_WORK ORDER_. With all images left out, restate the records below exactly as written.

EXERCISE INPUT section start

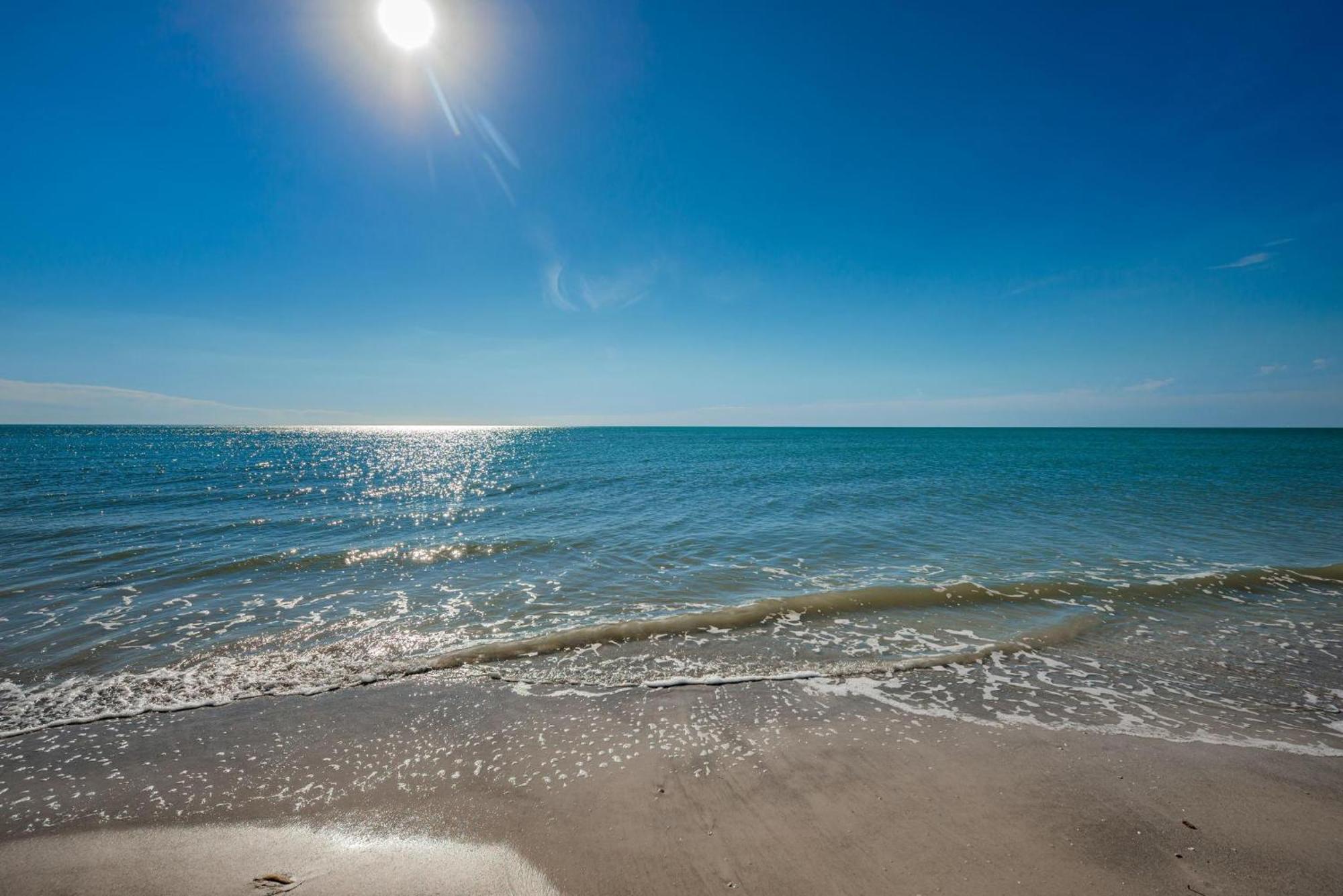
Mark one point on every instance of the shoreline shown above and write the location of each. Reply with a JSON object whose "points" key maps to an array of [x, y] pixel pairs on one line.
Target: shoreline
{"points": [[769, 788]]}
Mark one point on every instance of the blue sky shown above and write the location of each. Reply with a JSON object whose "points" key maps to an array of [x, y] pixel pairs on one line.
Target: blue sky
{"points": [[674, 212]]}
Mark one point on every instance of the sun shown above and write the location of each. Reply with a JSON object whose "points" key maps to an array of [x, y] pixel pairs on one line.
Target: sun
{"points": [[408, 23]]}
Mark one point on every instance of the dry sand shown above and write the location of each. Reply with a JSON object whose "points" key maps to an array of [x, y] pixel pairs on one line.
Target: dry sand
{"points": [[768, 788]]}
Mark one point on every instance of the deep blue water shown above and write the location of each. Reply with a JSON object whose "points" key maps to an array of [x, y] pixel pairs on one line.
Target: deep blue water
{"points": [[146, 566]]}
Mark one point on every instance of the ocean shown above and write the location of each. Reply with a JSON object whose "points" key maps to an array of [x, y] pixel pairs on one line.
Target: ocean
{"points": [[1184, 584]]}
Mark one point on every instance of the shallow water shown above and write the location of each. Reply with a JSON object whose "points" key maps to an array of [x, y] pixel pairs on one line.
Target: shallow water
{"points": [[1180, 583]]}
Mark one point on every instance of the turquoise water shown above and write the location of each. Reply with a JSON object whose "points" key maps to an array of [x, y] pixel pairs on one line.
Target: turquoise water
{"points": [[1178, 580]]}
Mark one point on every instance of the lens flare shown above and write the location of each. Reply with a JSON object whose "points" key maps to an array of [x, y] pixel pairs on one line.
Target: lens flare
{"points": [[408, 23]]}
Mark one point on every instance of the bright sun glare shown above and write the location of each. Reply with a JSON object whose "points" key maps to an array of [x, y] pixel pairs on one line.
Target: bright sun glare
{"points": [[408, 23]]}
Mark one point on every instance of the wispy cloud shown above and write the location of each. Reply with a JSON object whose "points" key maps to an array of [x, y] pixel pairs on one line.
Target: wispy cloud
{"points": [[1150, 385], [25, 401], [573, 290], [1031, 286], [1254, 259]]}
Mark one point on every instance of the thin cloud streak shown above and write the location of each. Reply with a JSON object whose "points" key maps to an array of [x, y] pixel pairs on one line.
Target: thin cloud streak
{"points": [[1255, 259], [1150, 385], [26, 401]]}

EXERCISE INPUT section end

_OUTPUT OF THE EXERCISE_.
Mark one point on every instance of the shoreline shown above and write the location of each. Reply with a JSON object whose "points" key maps to an array of [x, y] pixel pairs on one line.
Target: shoreline
{"points": [[769, 788]]}
Mark one point on every instance of the blue sky shown above and write the location of each. Reply with a JSON object whose "points" key maps to an array of [x, y] pixel pairs on one line.
Target: blue sky
{"points": [[674, 212]]}
Mark one point on every instance of the sun shown above and write the location of each. Reply with a JSON object whose "points" key maps to an array of [x, y] pixel pairs on one line.
Target: sun
{"points": [[408, 23]]}
Mark one point on every instance of the dry sand shown above and write the location of each. Reply with a JSON object whose "points" key maps to an array of [x, y] pixel pairs on one line.
Target: dry sand
{"points": [[768, 788]]}
Mark one point on every instance of the deep blue water shown above and write the location of each. Reply with a JSON object whose "points" key maps to an array of [x, y] pixel pairs on one line.
Target: deep blue water
{"points": [[146, 566]]}
Mark one point on every instance of the ocean shown above and write the location of each. Reply with a JSON object whose "points" key maps to an array of [x, y] pixel pairs on one line.
Target: ocean
{"points": [[1184, 584]]}
Mark one point on every instance of the shallow water shown above and write the location of each. Reply with a JSON object whose "points" key maps to an array of [x, y] pixel pairs on one line.
Target: shallow water
{"points": [[1180, 583]]}
Mark one point on every instance of the turquoise water shown above and write the location of each. Reply with a JSON object whose "points" key maps to an array of [x, y] pixel pairs on one line.
Target: turquoise water
{"points": [[1178, 580]]}
Mark one point on every instance of the lens flare shown above and write the location of each. Reply with a JSON object whose "points" key maps to an array of [x, y] pixel pairs on one line.
Target: lens flare
{"points": [[408, 23]]}
Mark one point on every instance of the bright sun glare shown above and write the location of each. Reply with a JSON object whose "points" key maps to an array of [x, y] pixel pairs on one line.
Target: bright sun glare
{"points": [[408, 23]]}
Mark one point on every instance of the wispy cloud shown above and write the location of each. Reply with a JSON object whose "points" key maps to an array of [x, y] pixel pairs on one line.
Target: wispy cloud
{"points": [[1150, 385], [25, 401], [573, 290], [1031, 286], [1254, 259]]}
Mark one point on every instance of the thin cloud streak shown above and write the location of each. Reply with a JSON object whose "points" key maps to an array of [x, y] pixel pairs on one line.
Target: thin cloud streak
{"points": [[1255, 259], [1150, 385], [26, 401]]}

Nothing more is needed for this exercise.